— Start of Stored rows —
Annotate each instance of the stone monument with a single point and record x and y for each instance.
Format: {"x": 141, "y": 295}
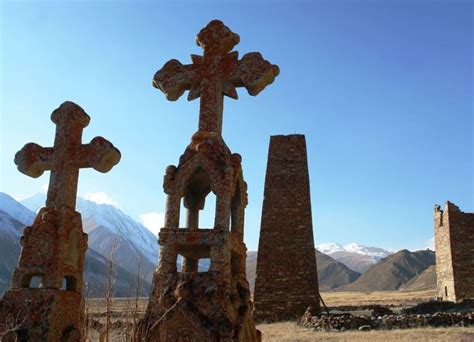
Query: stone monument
{"x": 45, "y": 301}
{"x": 286, "y": 278}
{"x": 185, "y": 304}
{"x": 454, "y": 242}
— End of Stored rows —
» **Exercise instructions**
Please arrange every line of the items above as a numbered list, dropping any blank lines and leaving the pictures out.

» **Final answer**
1. Annotate each instance of the stone monument with a single point and record x and y for each instance.
2. Format: {"x": 141, "y": 295}
3. Query: stone monument
4. {"x": 45, "y": 301}
5. {"x": 286, "y": 278}
6. {"x": 185, "y": 304}
7. {"x": 454, "y": 242}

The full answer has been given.